**Goal of the exercise**
Report how many lines of the data below contain the string "kitchen", treating uppercase and lowercase as different, and give only the number.

(Data items)
-- BEGIN --

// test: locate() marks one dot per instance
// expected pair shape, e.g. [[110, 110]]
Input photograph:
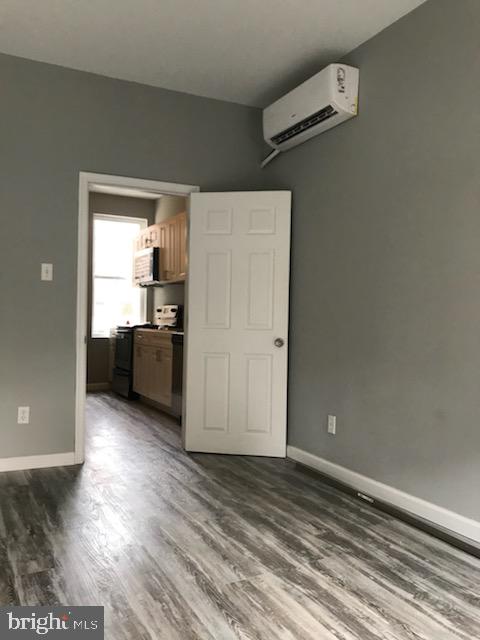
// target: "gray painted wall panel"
[[55, 122], [385, 320]]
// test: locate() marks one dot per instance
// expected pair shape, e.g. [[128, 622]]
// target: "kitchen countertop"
[[171, 332]]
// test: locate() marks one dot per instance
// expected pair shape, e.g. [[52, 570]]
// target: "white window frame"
[[143, 222]]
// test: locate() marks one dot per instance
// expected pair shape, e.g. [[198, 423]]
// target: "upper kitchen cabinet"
[[170, 237], [174, 244]]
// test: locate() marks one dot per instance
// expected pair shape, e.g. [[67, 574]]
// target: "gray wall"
[[385, 319], [55, 122], [98, 349]]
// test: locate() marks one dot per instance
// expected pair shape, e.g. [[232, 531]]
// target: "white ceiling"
[[246, 51]]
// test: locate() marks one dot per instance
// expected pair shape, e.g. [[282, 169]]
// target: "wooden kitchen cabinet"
[[174, 248], [153, 366], [171, 237]]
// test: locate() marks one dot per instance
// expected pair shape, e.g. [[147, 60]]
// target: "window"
[[115, 299]]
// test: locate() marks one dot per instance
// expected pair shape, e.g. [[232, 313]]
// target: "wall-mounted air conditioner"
[[325, 100]]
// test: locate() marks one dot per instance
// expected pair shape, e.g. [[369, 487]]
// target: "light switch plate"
[[332, 424], [47, 271], [23, 416]]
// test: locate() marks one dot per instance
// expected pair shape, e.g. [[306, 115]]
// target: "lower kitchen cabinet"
[[153, 367]]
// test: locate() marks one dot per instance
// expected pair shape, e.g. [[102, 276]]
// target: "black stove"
[[122, 379]]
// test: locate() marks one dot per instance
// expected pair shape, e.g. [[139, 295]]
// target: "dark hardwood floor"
[[179, 546]]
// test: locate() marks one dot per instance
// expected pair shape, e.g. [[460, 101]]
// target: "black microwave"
[[146, 266]]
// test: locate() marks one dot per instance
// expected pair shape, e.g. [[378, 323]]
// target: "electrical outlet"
[[23, 415], [332, 424], [47, 271]]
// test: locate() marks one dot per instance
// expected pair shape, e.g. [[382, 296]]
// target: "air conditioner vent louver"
[[305, 124]]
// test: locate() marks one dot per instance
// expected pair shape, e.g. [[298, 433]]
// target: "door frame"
[[87, 183]]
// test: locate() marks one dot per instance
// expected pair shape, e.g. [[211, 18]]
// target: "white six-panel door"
[[237, 354]]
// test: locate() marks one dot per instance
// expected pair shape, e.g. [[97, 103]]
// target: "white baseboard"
[[37, 462], [433, 513], [98, 386]]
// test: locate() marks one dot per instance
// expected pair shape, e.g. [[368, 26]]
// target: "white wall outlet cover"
[[332, 424], [47, 271], [23, 416]]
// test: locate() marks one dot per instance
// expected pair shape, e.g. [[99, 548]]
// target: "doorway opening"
[[125, 280]]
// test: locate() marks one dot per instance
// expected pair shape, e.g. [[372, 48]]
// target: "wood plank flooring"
[[179, 546]]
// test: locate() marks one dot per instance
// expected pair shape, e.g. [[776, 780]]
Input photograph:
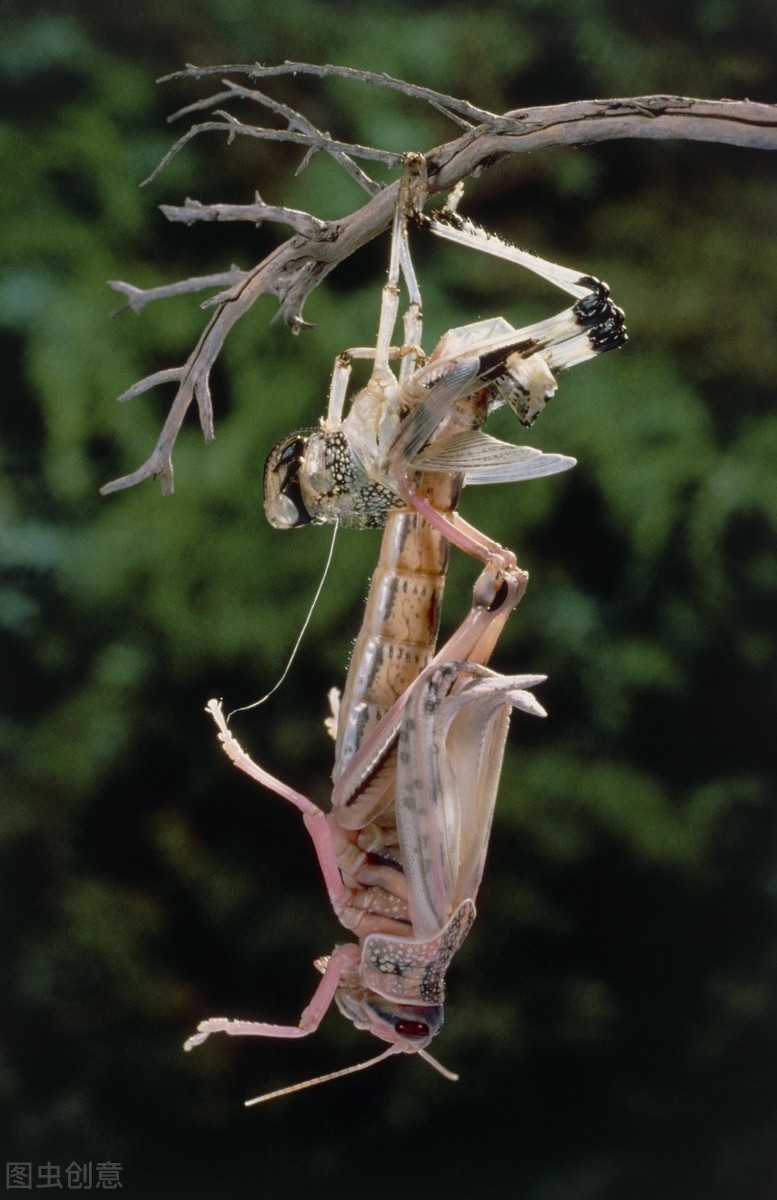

-- END --

**Task result**
4